[Start of RECORDS FOR THE TASK]
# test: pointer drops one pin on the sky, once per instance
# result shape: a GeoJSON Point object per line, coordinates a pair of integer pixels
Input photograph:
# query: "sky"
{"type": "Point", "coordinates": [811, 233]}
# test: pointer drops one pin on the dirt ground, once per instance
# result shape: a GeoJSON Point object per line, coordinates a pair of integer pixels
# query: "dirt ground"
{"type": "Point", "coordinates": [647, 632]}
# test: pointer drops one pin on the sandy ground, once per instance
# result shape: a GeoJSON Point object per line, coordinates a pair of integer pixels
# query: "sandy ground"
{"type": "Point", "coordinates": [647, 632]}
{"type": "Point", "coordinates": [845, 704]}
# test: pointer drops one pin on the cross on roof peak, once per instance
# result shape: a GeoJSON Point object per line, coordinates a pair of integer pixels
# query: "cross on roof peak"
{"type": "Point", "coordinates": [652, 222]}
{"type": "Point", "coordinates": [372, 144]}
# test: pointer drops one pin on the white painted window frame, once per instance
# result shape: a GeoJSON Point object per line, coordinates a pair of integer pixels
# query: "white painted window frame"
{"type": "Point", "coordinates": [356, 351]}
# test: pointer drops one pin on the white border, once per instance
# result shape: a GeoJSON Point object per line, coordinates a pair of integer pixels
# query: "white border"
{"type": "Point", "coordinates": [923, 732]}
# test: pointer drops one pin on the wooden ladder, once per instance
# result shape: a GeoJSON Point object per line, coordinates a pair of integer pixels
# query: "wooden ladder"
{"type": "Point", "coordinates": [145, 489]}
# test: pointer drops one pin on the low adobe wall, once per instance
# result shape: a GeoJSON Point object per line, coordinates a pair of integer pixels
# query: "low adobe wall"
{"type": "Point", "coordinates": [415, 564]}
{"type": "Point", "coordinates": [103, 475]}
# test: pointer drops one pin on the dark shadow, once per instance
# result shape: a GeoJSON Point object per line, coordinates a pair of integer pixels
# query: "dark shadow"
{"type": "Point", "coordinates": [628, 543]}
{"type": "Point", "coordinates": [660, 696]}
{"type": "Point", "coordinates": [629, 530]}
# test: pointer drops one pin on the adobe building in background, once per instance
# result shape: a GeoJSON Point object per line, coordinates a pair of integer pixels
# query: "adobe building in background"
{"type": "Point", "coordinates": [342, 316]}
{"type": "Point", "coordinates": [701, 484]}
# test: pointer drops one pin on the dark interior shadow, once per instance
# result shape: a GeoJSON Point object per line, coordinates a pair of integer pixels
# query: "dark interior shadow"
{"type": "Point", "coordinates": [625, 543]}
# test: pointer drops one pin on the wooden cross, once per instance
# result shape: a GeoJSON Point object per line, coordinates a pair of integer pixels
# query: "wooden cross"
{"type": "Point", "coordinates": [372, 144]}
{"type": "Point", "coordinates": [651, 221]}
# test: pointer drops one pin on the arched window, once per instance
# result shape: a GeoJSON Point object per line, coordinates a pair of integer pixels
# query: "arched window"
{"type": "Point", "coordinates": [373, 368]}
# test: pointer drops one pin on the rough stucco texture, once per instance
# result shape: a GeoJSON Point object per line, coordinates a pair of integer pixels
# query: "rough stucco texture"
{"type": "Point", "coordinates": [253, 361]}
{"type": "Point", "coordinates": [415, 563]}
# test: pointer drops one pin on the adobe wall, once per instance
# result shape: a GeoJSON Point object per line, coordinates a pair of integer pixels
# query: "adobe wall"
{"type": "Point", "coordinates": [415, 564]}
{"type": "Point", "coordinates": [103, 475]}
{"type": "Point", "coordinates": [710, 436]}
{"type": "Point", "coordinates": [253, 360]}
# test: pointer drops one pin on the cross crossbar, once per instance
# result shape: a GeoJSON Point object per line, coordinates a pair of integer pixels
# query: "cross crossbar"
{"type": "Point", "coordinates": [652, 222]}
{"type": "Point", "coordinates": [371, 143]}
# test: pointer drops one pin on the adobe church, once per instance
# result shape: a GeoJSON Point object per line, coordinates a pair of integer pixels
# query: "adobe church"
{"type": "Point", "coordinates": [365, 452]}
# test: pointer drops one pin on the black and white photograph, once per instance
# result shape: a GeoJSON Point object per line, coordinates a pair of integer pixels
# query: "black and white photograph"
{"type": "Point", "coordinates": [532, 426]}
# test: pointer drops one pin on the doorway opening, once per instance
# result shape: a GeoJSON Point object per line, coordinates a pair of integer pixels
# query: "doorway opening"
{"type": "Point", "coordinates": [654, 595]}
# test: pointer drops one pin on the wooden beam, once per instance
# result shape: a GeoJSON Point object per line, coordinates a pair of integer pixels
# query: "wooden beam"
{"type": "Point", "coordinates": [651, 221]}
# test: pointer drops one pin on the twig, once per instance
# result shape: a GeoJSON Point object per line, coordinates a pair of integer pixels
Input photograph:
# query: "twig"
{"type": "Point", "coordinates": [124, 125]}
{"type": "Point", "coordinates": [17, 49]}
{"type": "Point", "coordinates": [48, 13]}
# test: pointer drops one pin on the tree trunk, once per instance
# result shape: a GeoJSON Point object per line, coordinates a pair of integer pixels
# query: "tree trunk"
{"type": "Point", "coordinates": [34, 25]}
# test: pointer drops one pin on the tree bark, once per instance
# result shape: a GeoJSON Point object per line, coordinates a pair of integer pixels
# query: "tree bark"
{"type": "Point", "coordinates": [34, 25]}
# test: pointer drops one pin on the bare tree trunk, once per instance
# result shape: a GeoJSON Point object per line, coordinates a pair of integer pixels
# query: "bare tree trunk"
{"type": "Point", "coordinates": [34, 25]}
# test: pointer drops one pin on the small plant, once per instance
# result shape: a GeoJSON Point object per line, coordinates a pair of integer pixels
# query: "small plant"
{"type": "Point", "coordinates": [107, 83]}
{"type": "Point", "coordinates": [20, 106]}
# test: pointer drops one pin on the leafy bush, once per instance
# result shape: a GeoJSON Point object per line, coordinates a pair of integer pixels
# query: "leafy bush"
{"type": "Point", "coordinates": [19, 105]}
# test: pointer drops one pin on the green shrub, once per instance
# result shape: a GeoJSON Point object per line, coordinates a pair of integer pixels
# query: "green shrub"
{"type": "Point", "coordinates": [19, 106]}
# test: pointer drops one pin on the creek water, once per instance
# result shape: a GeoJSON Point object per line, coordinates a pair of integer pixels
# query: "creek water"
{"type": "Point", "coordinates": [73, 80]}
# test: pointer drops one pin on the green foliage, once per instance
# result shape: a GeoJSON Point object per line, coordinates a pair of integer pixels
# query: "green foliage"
[End of RECORDS FOR THE TASK]
WHAT YOU WILL DO
Can you update the material above so that every "drops one pin" reads "places one marker", leaving everything else unchanged?

SOLVED EXERCISE
# test: pointer places one marker on the sky, once per instance
# result shape: a GeoJSON Point object per line, coordinates a pair of integer pixels
Input photograph:
# query: "sky"
{"type": "Point", "coordinates": [811, 233]}
# test: pointer places one marker on the dirt ground, once per instance
# result shape: a GeoJSON Point object per line, coordinates a pair of integer pixels
# query: "dirt ground"
{"type": "Point", "coordinates": [647, 632]}
# test: pointer places one marker on the sandy ground, once per instance
# result shape: a GeoJSON Point object per line, coordinates a pair of integer pixels
# query: "sandy ground"
{"type": "Point", "coordinates": [647, 632]}
{"type": "Point", "coordinates": [845, 704]}
# test: pointer places one marker on the cross on roof peak, once per instance
# result shape: a GeoJSON Point object per line, coordinates a pair of integer pixels
# query: "cross on roof peak"
{"type": "Point", "coordinates": [652, 222]}
{"type": "Point", "coordinates": [372, 144]}
# test: pointer places one marker on the white painted window frame, once per instance
# result shape: a GeoJSON Point object per line, coordinates a pair of integer pixels
# query: "white painted window frame"
{"type": "Point", "coordinates": [356, 351]}
# test: pointer places one marker on the white border, once per instance
# result shape: a GeoJSON Point object per line, coordinates a pair of integer pixels
# query: "white border"
{"type": "Point", "coordinates": [923, 732]}
# test: pointer places one marker on the wooden ladder, once per instance
# result shape: a GeoJSON Point object per line, coordinates a pair of integer pixels
# query: "wooden ladder"
{"type": "Point", "coordinates": [145, 489]}
# test: pointer places one marker on the low adobe wall, once per instance
# result shape: a GeoJSON Point object per line, coordinates a pair of integer pixels
# query: "low adobe wall"
{"type": "Point", "coordinates": [415, 564]}
{"type": "Point", "coordinates": [103, 475]}
# test: pointer places one marker on the dark shadow, once per instance
# result shape: a GeoJSON Point object per line, coordinates a pair of integer pixels
# query: "dark shadow"
{"type": "Point", "coordinates": [628, 543]}
{"type": "Point", "coordinates": [660, 696]}
{"type": "Point", "coordinates": [629, 530]}
# test: pointer places one marker on the adobe building in background, once per instance
# result shape: a GeoJSON Point object per line, coordinates a pair of integer pixels
# query: "adobe building in background"
{"type": "Point", "coordinates": [342, 316]}
{"type": "Point", "coordinates": [701, 484]}
# test: pointer places one marker on the dark interior shadow, once per instance
# result shape: a GeoJSON Point object per line, coordinates a pair of integer pixels
# query: "dark interior shadow"
{"type": "Point", "coordinates": [625, 543]}
# test: pointer places one marker on the wooden cross, once per instance
# result shape: a GeoJSON Point object per line, coordinates a pair of integer pixels
# query: "wooden cross"
{"type": "Point", "coordinates": [372, 144]}
{"type": "Point", "coordinates": [651, 221]}
# test: pointer places one marker on the arched window, once per instance
# result shape: a GeoJSON Point object per line, coordinates a pair of integer pixels
# query: "arched window"
{"type": "Point", "coordinates": [373, 368]}
# test: pointer places one marker on the rough stucco texture, once per instance
# result shape: a GeoJSON Point object per line, coordinates a pair of integer pixels
# query: "rough stucco texture"
{"type": "Point", "coordinates": [253, 361]}
{"type": "Point", "coordinates": [415, 563]}
# test: pointer places one marker on the adobe wall, once per instance
# result shape: a GeoJSON Point object per line, coordinates a pair of integer pixels
# query: "adobe wall"
{"type": "Point", "coordinates": [415, 564]}
{"type": "Point", "coordinates": [103, 475]}
{"type": "Point", "coordinates": [710, 436]}
{"type": "Point", "coordinates": [253, 360]}
# test: pointer places one marker on the cross crossbar, once per instance
# result shape: a GeoJSON Point object per line, coordinates a pair of integer pixels
# query: "cross crossbar"
{"type": "Point", "coordinates": [652, 222]}
{"type": "Point", "coordinates": [371, 143]}
# test: pointer places one marker on the adobe church, once per instance
# result shape: a GeoJSON Point object per line, coordinates a pair of integer pixels
# query: "adobe church"
{"type": "Point", "coordinates": [365, 452]}
# test: pointer places one marker on the black and white photograph, once per instance
# result shape: a GeoJSON Point object per line, coordinates a pair of integer pixels
# query: "black and white photograph"
{"type": "Point", "coordinates": [532, 426]}
# test: pointer places one marker on the doorway opening, once per instance
# result shape: a GeoJSON Point object per line, coordinates a pair of integer pixels
# query: "doorway opening"
{"type": "Point", "coordinates": [654, 595]}
# test: pointer places one marker on the wooden beam, once per instance
# result shape: a GeoJSON Point object per line, coordinates a pair of integer pixels
# query: "wooden beam"
{"type": "Point", "coordinates": [651, 221]}
# test: pointer places one marker on the twig, once per instance
# result shape: a GeoJSON Point object per line, coordinates a pair of integer pixels
Input photograph:
# query: "twig"
{"type": "Point", "coordinates": [124, 125]}
{"type": "Point", "coordinates": [17, 49]}
{"type": "Point", "coordinates": [48, 13]}
# test: pointer places one marker on the tree trunk, once per instance
# result shape: a GeoJSON Point object per line, coordinates a pair of integer pixels
# query: "tree trunk"
{"type": "Point", "coordinates": [34, 25]}
# test: pointer places one marker on the tree bark, once per instance
# result shape: a GeoJSON Point object per line, coordinates a pair of integer pixels
# query: "tree bark"
{"type": "Point", "coordinates": [34, 25]}
# test: pointer places one marker on the bare tree trunk, once per instance
# result shape: a GeoJSON Point object per line, coordinates a pair of integer pixels
# query: "bare tree trunk"
{"type": "Point", "coordinates": [34, 25]}
# test: pointer places one marker on the small plant, once per instance
# result shape: a GeoJSON Point object per line, coordinates a pair of integer pixels
# query: "small plant"
{"type": "Point", "coordinates": [107, 83]}
{"type": "Point", "coordinates": [20, 106]}
# test: pointer places one marker on the leafy bush, once per instance
# result shape: a GeoJSON Point object per line, coordinates a pair of integer pixels
# query: "leafy bush"
{"type": "Point", "coordinates": [19, 105]}
# test: pointer places one marker on the green shrub, once per instance
# result shape: a GeoJSON Point object per line, coordinates a pair of integer pixels
# query: "green shrub"
{"type": "Point", "coordinates": [19, 106]}
# test: pointer places one marker on the creek water, once per instance
# result shape: a GeoJSON Point object per line, coordinates a pair of integer pixels
# query: "creek water"
{"type": "Point", "coordinates": [73, 80]}
# test: pointer places one marker on the green foliage, once per instance
# result shape: a GeoJSON Point object per line, coordinates a pair of integer pixels
# query: "green foliage"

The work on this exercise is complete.